Extract every line of the listing below verbatim, omitting the pictures.

━━ Given data

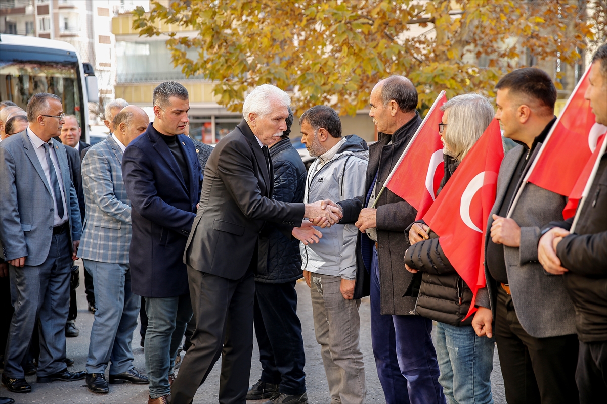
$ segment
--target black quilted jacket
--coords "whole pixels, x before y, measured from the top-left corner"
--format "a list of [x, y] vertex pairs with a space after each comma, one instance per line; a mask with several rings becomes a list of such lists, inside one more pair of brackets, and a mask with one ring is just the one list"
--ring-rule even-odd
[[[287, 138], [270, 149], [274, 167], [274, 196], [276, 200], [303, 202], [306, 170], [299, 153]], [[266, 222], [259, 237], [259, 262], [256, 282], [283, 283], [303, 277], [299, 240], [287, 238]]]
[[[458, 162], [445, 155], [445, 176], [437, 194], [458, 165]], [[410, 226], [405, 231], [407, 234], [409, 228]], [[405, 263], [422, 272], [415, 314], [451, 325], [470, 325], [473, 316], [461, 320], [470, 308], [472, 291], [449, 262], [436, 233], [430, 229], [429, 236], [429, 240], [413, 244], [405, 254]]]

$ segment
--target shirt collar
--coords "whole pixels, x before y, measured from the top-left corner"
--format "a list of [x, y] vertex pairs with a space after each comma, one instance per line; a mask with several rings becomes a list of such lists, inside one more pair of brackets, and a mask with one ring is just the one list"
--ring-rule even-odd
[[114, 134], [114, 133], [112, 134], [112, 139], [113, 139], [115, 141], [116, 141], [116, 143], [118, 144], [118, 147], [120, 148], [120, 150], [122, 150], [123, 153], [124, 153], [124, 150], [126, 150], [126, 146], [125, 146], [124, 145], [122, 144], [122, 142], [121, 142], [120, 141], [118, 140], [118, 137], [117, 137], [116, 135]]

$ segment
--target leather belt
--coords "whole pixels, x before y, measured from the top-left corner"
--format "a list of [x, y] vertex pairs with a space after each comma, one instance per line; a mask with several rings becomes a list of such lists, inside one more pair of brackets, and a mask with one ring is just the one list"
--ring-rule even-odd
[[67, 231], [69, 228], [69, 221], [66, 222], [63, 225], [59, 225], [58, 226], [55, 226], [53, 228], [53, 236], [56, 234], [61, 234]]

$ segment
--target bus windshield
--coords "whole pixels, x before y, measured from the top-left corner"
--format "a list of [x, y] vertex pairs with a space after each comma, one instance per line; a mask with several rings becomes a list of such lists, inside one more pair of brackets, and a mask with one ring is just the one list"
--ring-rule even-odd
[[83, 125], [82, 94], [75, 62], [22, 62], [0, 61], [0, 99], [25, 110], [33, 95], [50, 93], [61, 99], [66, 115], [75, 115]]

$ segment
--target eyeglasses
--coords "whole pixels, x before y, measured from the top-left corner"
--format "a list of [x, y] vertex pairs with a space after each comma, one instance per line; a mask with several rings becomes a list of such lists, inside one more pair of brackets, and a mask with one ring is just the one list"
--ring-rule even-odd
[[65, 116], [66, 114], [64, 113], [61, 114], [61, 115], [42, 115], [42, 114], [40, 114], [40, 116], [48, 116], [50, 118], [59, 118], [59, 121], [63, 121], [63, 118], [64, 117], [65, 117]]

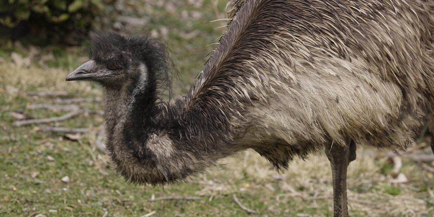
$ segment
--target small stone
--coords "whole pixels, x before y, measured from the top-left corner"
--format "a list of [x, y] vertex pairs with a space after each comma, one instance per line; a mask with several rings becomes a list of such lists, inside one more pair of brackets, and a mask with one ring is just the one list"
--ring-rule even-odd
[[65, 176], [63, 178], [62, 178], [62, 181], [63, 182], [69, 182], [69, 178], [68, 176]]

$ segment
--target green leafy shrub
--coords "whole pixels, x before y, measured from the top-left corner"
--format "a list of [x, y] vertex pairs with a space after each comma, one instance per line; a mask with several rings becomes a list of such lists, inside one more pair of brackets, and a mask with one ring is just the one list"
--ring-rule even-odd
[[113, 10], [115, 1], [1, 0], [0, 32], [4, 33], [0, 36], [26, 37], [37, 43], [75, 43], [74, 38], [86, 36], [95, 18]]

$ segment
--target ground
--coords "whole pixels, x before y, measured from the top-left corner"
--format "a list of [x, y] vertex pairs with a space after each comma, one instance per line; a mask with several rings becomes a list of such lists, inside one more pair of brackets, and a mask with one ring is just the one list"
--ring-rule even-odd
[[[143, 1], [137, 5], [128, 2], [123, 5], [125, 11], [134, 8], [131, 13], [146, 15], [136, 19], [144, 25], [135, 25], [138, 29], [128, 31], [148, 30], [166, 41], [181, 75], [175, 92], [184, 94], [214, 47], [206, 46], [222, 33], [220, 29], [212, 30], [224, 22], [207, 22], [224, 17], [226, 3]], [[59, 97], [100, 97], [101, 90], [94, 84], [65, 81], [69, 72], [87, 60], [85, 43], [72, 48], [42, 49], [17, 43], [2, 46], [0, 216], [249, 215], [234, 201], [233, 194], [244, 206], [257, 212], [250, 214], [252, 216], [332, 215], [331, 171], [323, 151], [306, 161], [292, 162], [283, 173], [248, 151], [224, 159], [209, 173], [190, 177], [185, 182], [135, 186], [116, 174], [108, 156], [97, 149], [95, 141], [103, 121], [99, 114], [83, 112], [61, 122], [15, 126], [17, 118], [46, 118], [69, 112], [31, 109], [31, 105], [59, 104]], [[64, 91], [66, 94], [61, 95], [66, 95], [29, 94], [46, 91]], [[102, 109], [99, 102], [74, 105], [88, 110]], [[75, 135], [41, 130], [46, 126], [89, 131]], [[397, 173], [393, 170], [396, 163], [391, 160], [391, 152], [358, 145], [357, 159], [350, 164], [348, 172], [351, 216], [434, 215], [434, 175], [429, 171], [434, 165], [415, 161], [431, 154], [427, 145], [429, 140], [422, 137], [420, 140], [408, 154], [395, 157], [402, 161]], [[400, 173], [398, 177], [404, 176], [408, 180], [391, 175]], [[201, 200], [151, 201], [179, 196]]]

━━━━

§ Solution for this exercise
$ segment
--target black quilted jacket
--coords "whole pixels, x before y, measured from the top-left corner"
--format "a list of [x, y] vertex pairs with a space after each comma, one instance per line; a mask with several rings becomes a list of such lists, inside one more pair of brackets, and a mask with one ring is just the one list"
--ring-rule even-odd
[[[287, 138], [270, 149], [274, 167], [274, 196], [276, 200], [303, 202], [306, 170], [299, 153]], [[266, 222], [259, 237], [259, 262], [256, 282], [283, 283], [303, 277], [299, 240], [287, 238]]]
[[[458, 162], [445, 155], [445, 176], [437, 194], [458, 165]], [[410, 226], [405, 231], [407, 234], [409, 228]], [[405, 263], [422, 272], [415, 314], [451, 325], [470, 325], [473, 316], [461, 320], [470, 308], [472, 291], [449, 262], [436, 233], [430, 229], [429, 236], [429, 240], [413, 244], [405, 254]]]

$ segment
--target shirt collar
--coords "whole pixels, x before y, measured from the top-left corner"
--format "a list of [x, y] vertex pairs with a space after each comma, one instance per line; a mask with several rings becomes a list of such lists, inside one more pair of brackets, and a mask with one ring is just the one list"
--ring-rule even-odd
[[114, 134], [114, 133], [112, 134], [112, 139], [113, 139], [115, 141], [116, 141], [116, 143], [118, 144], [118, 147], [120, 148], [120, 150], [122, 150], [123, 153], [124, 153], [124, 150], [126, 150], [126, 146], [125, 146], [124, 145], [122, 144], [122, 142], [121, 142], [120, 141], [118, 140], [118, 137], [117, 137], [116, 135]]

$ segment
--target leather belt
--coords "whole pixels, x before y, measured from the top-left corner"
--format "a list of [x, y] vertex pairs with a space after each comma, one instance per line; a mask with several rings becomes a list of such lists, inside one more pair of brackets, and a mask with one ring is just the one list"
--ring-rule even-odd
[[67, 231], [69, 228], [69, 221], [66, 222], [63, 225], [59, 225], [58, 226], [55, 226], [53, 228], [53, 236], [56, 234], [61, 234]]

$ segment
--target bus windshield
--coords "whole pixels, x before y, measured from the top-left corner"
--format "a list of [x, y] vertex pairs with a space after each comma, one instance per line; a mask with several rings becomes a list of such lists, inside one more pair of brackets, and a mask with one ring is just the one list"
--ring-rule even-odd
[[83, 125], [82, 94], [75, 62], [22, 62], [0, 61], [0, 99], [25, 110], [33, 95], [50, 93], [61, 99], [66, 115], [75, 115]]

$ segment
--target eyeglasses
--coords "whole pixels, x before y, measured from the top-left corner"
--format "a list of [x, y] vertex pairs with a space after each comma, one instance per line; a mask with several rings becomes a list of such lists, inside one more pair of brackets, and a mask with one ring is just the one list"
--ring-rule even-odd
[[65, 116], [66, 114], [64, 113], [61, 114], [61, 115], [42, 115], [42, 114], [40, 114], [40, 116], [48, 116], [50, 118], [59, 118], [59, 121], [63, 121], [63, 118], [64, 117], [65, 117]]

$ segment
--target small stone
--coords "whole pixels, x before y, measured from the top-left corner"
--format "a list of [x, y] vertex pairs with a space after each comma, one instance per line; a mask with several rings becomes a list of such lists, inside one more pair of brackets, and a mask with one ring is just the one list"
--ring-rule even-odd
[[65, 176], [63, 178], [62, 178], [62, 181], [63, 182], [69, 182], [69, 178], [68, 176]]

$ segment
--target green leafy shrub
--coords "whole pixels, x before y, measured from the top-left corner"
--format "a list of [x, y] vertex pairs with a space after each comma, one instance per line; a mask with several rings becomes a list of such lists, inside one more pair of brackets, and a mask with one ring is just the one list"
--ring-rule even-odd
[[113, 10], [115, 1], [1, 0], [0, 32], [4, 33], [0, 36], [26, 37], [37, 43], [75, 43], [74, 38], [86, 36], [95, 18]]

$ segment
--target ground
--coords "whole pixels, x before y, measured from the top-left corner"
--format "a list of [x, y] vertex pairs with a space after each comma, one instance per line; a mask with several rings becomes a list of such lists, inside one more pair of brackets, and a mask with one ring is just the one list"
--ring-rule even-odd
[[[143, 1], [137, 5], [128, 2], [123, 5], [125, 11], [134, 8], [131, 13], [146, 15], [136, 19], [144, 25], [135, 25], [138, 29], [128, 31], [148, 30], [166, 41], [181, 75], [175, 92], [184, 94], [214, 47], [206, 46], [222, 33], [220, 29], [212, 30], [224, 22], [207, 22], [224, 17], [226, 3]], [[59, 97], [100, 97], [101, 90], [94, 84], [65, 81], [69, 72], [87, 60], [85, 43], [72, 48], [42, 49], [17, 43], [2, 46], [0, 216], [249, 215], [234, 201], [233, 194], [244, 206], [257, 212], [250, 214], [252, 216], [332, 215], [331, 171], [323, 151], [306, 161], [292, 162], [283, 173], [248, 151], [224, 159], [209, 173], [190, 177], [185, 182], [135, 186], [116, 174], [108, 156], [97, 149], [95, 141], [103, 121], [99, 114], [83, 112], [61, 122], [15, 126], [17, 118], [46, 118], [69, 112], [31, 109], [31, 105], [59, 104]], [[64, 91], [66, 94], [61, 95], [66, 95], [29, 94], [46, 91]], [[102, 109], [99, 102], [74, 105], [88, 110]], [[75, 135], [41, 130], [46, 126], [89, 131]], [[397, 173], [393, 170], [396, 163], [391, 160], [391, 152], [358, 145], [357, 159], [350, 164], [348, 172], [351, 216], [434, 215], [434, 175], [429, 171], [434, 165], [415, 161], [431, 154], [427, 145], [429, 140], [422, 137], [420, 140], [408, 154], [395, 157], [402, 161]], [[400, 173], [398, 177], [404, 176], [408, 180], [391, 175]], [[201, 200], [151, 201], [179, 196]]]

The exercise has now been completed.